— begin EXTRACTED ENTRIES —

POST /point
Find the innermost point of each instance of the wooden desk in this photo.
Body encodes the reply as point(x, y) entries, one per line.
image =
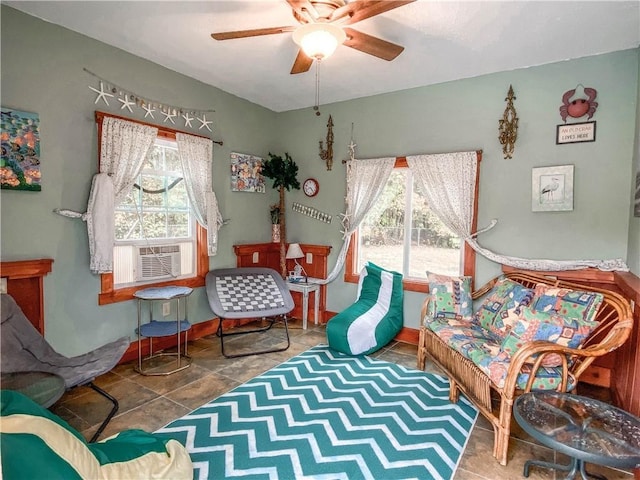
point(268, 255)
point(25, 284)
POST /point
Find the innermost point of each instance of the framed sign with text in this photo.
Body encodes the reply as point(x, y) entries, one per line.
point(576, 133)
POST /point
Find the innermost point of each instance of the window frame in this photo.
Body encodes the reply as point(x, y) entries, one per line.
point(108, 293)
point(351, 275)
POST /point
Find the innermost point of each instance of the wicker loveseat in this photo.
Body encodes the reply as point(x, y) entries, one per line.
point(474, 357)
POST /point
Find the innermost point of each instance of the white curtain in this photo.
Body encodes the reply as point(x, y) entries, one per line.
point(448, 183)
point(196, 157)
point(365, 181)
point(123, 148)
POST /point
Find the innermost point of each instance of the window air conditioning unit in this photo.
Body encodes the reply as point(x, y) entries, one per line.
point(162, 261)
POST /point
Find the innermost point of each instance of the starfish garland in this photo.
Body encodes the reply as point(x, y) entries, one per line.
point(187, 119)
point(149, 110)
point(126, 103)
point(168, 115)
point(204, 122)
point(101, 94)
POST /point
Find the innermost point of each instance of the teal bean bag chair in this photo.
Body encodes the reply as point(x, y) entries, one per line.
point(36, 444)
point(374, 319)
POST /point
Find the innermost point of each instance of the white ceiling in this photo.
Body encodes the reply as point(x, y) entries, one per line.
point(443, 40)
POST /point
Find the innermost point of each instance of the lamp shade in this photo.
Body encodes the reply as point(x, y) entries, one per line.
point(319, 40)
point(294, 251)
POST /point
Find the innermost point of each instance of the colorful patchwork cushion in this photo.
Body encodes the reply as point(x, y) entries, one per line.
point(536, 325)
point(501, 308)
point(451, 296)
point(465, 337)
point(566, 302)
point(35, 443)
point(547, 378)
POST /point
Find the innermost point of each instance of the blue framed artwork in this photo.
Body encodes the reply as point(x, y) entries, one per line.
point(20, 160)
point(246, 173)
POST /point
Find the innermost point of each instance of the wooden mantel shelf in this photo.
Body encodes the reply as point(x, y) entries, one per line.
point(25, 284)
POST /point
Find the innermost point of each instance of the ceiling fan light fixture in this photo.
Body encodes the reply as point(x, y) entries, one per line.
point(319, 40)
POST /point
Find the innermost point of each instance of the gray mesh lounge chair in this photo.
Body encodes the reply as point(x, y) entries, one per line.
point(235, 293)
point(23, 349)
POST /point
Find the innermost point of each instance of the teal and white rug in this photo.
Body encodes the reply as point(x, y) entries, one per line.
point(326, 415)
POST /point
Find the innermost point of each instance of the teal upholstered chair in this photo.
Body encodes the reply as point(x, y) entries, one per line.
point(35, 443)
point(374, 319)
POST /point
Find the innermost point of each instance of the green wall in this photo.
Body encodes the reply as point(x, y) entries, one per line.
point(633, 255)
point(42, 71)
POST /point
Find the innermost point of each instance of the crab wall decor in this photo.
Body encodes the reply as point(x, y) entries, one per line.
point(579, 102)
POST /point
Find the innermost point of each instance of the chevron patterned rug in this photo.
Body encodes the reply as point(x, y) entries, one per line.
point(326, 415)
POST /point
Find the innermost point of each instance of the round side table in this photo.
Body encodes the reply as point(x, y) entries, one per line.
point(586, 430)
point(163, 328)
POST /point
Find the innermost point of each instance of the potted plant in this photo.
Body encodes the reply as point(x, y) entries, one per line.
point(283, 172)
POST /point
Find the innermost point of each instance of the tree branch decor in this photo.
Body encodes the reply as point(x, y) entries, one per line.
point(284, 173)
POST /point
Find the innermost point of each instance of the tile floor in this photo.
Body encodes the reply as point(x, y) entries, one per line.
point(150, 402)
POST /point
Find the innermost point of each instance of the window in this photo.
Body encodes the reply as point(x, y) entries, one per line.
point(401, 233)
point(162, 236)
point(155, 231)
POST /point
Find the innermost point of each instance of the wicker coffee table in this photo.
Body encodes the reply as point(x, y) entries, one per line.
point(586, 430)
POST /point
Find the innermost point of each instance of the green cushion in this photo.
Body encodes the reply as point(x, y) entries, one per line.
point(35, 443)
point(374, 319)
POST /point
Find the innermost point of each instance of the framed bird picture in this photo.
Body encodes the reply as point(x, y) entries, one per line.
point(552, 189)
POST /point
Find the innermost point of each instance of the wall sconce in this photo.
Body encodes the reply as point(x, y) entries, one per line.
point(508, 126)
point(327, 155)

— end EXTRACTED ENTRIES —

WHAT TO PRODUCE
Rewrite all of the data above as a Markdown table with the columns Row and Data line, giving each non-blank line its own numbered row. Omit the pictures and skip blank lines.

WRITTEN ANSWER
| Row | Data line |
|---|---|
| 1 | POST /point |
| 2 | Find the innermost point of each instance of the wooden desk in this photo. |
| 3 | Body encodes the reply as point(x, y) entries, one per line. |
| 4 | image = |
| 5 | point(268, 255) |
| 6 | point(25, 284) |
| 7 | POST /point |
| 8 | Find the innermost point of each instance of the framed sign with text in this photo. |
| 9 | Body encodes the reply as point(x, y) entries, one per line. |
| 10 | point(576, 133) |
| 11 | POST /point |
| 12 | Find the innermost point of each instance of the window frame in this photo. |
| 13 | Body encodes the reply as point(x, y) entries, one per line. |
| 14 | point(108, 293) |
| 15 | point(351, 275) |
| 16 | POST /point |
| 17 | Find the innermost point of each instance of the wicker loveseat in this photo. |
| 18 | Body encodes the reply as point(x, y) entries, one per line. |
| 19 | point(474, 357) |
| 20 | POST /point |
| 21 | Find the innermost point of each instance of the white curtain in this photo. |
| 22 | Body encodes the reply as point(x, y) entries, one per line. |
| 23 | point(448, 183) |
| 24 | point(196, 157) |
| 25 | point(365, 181) |
| 26 | point(123, 148) |
| 27 | POST /point |
| 28 | Find the innermost point of each instance of the window air conditioning unit in this photo. |
| 29 | Body encodes the reply as point(x, y) entries, one per line. |
| 30 | point(162, 261) |
| 31 | POST /point |
| 32 | Find the innermost point of each instance of the starfish garland in this photo. |
| 33 | Body encodes the reply as point(x, y) entries, one per line. |
| 34 | point(187, 119) |
| 35 | point(149, 110) |
| 36 | point(126, 103) |
| 37 | point(168, 115) |
| 38 | point(204, 122) |
| 39 | point(101, 94) |
| 40 | POST /point |
| 41 | Find the innermost point of each instance of the teal bean bag chair in this photo. |
| 42 | Body encodes the reply as point(x, y) entries, one per line. |
| 43 | point(36, 444) |
| 44 | point(374, 319) |
| 45 | POST /point |
| 46 | Find the innermost point of each instance of the white ceiling in this photo. |
| 47 | Body encodes the reply as point(x, y) entries, one per line. |
| 48 | point(443, 40) |
| 49 | POST /point |
| 50 | Find the innermost point of each instance of the lamp shade in this photo. |
| 51 | Body encodes the reply as point(x, y) entries, one per line. |
| 52 | point(319, 40) |
| 53 | point(294, 251) |
| 54 | POST /point |
| 55 | Find the innermost point of each instance of the colorful patchwork cushion in this photo. |
| 56 | Body encodes the reply as point(x, y) entries, one per line. |
| 57 | point(536, 325) |
| 58 | point(501, 308) |
| 59 | point(451, 296) |
| 60 | point(465, 337) |
| 61 | point(566, 302) |
| 62 | point(35, 443) |
| 63 | point(547, 378) |
| 64 | POST /point |
| 65 | Find the innermost point of each instance of the blue framed artwork in this photo. |
| 66 | Body encodes the reply as point(x, y) entries, one per line. |
| 67 | point(20, 160) |
| 68 | point(246, 173) |
| 69 | POST /point |
| 70 | Find the innermost point of each instance of the wooden mantel shelf in this photo. |
| 71 | Body encodes the reply as point(x, y) entries, one per line. |
| 72 | point(25, 284) |
| 73 | POST /point |
| 74 | Find the innermost point of each instance of the ceiling fan light fixture in this photo. |
| 75 | Body encodes the reply as point(x, y) entries, one per line. |
| 76 | point(319, 40) |
| 77 | POST /point |
| 78 | Find the innermost point of each instance of the gray mesh lounge chair in this photo. |
| 79 | Body encodes the reply as point(x, y) entries, one per line. |
| 80 | point(235, 293) |
| 81 | point(23, 349) |
| 82 | POST /point |
| 83 | Find the innermost point of each instance of the teal and white rug in this photo. |
| 84 | Body encodes the reply as point(x, y) entries, one per line. |
| 85 | point(326, 415) |
| 86 | POST /point |
| 87 | Find the innermost point of each instance of the teal upholstered chair in this photo. |
| 88 | Body encodes the reply as point(x, y) entries, one per line. |
| 89 | point(35, 443) |
| 90 | point(374, 319) |
| 91 | POST /point |
| 92 | Find the innermost point of each instance of the green wall in this photo. |
| 93 | Body encodes the reply as point(x, y) entries, one per line. |
| 94 | point(633, 255) |
| 95 | point(42, 71) |
| 96 | POST /point |
| 97 | Find the innermost point of each instance of the crab wall decor in this photo. |
| 98 | Body encodes the reply as point(x, y) entries, one per line. |
| 99 | point(579, 102) |
| 100 | POST /point |
| 101 | Find the innermost point of each instance of the chevron patterned rug in this photo. |
| 102 | Body encodes the reply as point(x, y) entries, one per line. |
| 103 | point(326, 415) |
| 104 | POST /point |
| 105 | Find the innermost point of each instance of the round side table in this photo. |
| 106 | Body encodes the reply as point(x, y) entries, one per line. |
| 107 | point(586, 430) |
| 108 | point(163, 328) |
| 109 | POST /point |
| 110 | Find the innermost point of each instance of the potted plant in this photo. |
| 111 | Body encodes the reply as point(x, y) entries, one per line. |
| 112 | point(283, 172) |
| 113 | POST /point |
| 114 | Find the innermost point of each instance of the tree branch decor in this photo. |
| 115 | Body encodes the reply as point(x, y) entries, one per line. |
| 116 | point(284, 173) |
| 117 | POST /point |
| 118 | Find the innermost point of each instance of the tile floor in this photo. |
| 119 | Body encodes the reply as point(x, y) entries, one per line. |
| 120 | point(150, 402) |
| 121 | POST /point |
| 122 | Find the innermost point of each instance of the window in this photo. |
| 123 | Body encodes the reply as point(x, y) entries, one per line. |
| 124 | point(401, 233) |
| 125 | point(162, 236) |
| 126 | point(155, 231) |
| 127 | POST /point |
| 128 | Find the innermost point of each instance of the wicker coffee table in this photo. |
| 129 | Body encodes the reply as point(x, y) entries, one per line. |
| 130 | point(586, 430) |
| 131 | POST /point |
| 132 | Find the innermost point of each instance of the green cushion in this photo. |
| 133 | Body encodes the reply as point(x, y) entries, one per line. |
| 134 | point(35, 443) |
| 135 | point(374, 319) |
| 136 | POST /point |
| 137 | Find the innermost point of each instance of the framed bird picture in this photo. |
| 138 | Body encodes the reply as point(x, y) entries, one per line. |
| 139 | point(552, 189) |
| 140 | POST /point |
| 141 | Find the innermost point of each instance of the wall sconce in this photo. |
| 142 | Body encodes the reply as point(x, y) entries, one per line. |
| 143 | point(508, 126) |
| 144 | point(327, 155) |